Problem statement: Report the number of lines in the entries below that include the word "wall", and nothing else.

Dataset entries

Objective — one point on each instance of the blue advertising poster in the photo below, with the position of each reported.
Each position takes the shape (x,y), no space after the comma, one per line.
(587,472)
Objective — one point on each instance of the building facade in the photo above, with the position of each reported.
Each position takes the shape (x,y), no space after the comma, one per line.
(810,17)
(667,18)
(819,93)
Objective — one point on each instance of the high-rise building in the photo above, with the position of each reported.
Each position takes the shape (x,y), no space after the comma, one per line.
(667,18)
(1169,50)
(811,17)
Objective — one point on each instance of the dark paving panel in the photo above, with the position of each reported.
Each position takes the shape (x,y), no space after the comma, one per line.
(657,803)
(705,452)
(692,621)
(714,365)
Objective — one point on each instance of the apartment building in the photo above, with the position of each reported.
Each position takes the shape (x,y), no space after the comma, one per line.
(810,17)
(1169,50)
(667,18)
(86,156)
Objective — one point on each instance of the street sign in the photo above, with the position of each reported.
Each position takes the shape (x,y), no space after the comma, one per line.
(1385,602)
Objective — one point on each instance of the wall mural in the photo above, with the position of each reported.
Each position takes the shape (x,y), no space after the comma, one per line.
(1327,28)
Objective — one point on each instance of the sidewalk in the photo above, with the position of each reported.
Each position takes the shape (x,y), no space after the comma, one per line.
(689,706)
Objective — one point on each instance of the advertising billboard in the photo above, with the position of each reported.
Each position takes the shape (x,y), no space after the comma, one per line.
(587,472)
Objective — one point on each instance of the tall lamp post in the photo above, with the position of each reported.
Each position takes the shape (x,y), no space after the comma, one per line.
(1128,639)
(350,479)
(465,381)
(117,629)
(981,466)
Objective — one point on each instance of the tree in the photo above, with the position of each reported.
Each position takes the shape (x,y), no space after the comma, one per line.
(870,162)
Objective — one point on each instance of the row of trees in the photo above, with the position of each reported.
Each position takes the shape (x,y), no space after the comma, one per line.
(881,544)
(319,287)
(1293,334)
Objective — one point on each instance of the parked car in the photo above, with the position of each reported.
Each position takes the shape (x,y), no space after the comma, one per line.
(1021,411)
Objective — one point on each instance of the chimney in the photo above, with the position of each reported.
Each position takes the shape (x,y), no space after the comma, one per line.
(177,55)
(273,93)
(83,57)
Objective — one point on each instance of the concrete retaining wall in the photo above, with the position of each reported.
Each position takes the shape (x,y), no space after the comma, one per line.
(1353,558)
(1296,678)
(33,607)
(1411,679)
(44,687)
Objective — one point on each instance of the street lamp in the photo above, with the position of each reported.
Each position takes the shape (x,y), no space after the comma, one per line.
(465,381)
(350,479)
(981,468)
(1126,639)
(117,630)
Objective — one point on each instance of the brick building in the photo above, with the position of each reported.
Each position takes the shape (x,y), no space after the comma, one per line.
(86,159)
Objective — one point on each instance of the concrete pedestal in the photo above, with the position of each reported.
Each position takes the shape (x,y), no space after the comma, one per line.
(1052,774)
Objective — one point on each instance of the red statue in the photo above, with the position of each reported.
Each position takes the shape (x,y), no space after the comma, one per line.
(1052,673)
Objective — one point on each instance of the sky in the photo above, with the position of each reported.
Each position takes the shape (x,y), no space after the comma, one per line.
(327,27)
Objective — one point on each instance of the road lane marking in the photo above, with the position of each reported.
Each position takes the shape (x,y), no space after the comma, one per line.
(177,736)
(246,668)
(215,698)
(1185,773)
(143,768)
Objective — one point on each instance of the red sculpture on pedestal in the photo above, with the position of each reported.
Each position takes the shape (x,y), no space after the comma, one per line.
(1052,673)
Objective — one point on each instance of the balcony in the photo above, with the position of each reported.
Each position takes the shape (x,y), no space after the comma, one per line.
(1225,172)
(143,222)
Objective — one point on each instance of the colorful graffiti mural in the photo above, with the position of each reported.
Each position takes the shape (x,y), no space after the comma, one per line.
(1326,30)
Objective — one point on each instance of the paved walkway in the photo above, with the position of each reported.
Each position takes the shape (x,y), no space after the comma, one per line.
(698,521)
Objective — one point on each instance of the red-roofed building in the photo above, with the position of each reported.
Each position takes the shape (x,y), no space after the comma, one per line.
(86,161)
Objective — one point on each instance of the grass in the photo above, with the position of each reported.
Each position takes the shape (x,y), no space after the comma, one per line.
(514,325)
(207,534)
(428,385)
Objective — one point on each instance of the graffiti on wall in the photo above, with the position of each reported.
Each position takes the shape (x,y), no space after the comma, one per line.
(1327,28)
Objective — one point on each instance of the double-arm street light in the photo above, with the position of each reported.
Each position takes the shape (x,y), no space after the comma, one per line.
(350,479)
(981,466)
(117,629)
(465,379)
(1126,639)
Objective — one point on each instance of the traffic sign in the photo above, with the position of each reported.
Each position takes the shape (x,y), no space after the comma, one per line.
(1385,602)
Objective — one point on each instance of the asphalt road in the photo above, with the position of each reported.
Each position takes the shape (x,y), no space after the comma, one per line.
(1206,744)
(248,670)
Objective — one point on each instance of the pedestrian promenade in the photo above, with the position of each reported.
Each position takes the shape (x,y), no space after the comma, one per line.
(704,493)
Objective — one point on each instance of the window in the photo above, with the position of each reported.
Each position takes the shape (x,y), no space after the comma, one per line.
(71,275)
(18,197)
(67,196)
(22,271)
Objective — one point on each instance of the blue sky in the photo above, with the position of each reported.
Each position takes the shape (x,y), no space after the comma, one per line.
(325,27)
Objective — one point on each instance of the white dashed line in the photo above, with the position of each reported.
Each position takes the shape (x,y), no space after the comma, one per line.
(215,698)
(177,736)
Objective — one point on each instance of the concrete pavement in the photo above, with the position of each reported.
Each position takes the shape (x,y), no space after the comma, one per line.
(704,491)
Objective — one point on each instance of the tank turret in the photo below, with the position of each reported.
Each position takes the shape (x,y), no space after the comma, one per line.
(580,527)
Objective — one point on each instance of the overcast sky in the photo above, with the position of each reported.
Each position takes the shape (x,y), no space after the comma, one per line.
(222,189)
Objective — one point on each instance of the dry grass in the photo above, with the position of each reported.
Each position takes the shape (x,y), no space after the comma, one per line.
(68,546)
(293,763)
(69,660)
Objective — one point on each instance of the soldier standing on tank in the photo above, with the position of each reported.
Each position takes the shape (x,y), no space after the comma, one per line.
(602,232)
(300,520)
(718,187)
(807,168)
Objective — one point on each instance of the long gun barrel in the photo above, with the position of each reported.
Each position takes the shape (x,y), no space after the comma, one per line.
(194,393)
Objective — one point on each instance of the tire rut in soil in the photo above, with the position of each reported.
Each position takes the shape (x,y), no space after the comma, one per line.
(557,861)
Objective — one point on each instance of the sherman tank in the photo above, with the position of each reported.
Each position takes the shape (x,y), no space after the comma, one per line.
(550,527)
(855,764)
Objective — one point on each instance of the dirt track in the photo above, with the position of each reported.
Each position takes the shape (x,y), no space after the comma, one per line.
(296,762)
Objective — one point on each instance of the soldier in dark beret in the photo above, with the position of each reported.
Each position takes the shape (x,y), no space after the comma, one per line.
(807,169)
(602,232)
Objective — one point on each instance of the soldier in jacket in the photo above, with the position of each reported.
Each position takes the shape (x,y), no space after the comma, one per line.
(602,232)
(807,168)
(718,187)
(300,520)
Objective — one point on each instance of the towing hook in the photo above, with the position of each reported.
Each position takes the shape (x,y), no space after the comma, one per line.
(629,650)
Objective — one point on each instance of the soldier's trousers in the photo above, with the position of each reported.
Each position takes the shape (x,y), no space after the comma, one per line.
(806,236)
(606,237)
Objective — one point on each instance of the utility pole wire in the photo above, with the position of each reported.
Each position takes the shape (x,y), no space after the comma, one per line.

Solution for this task: 3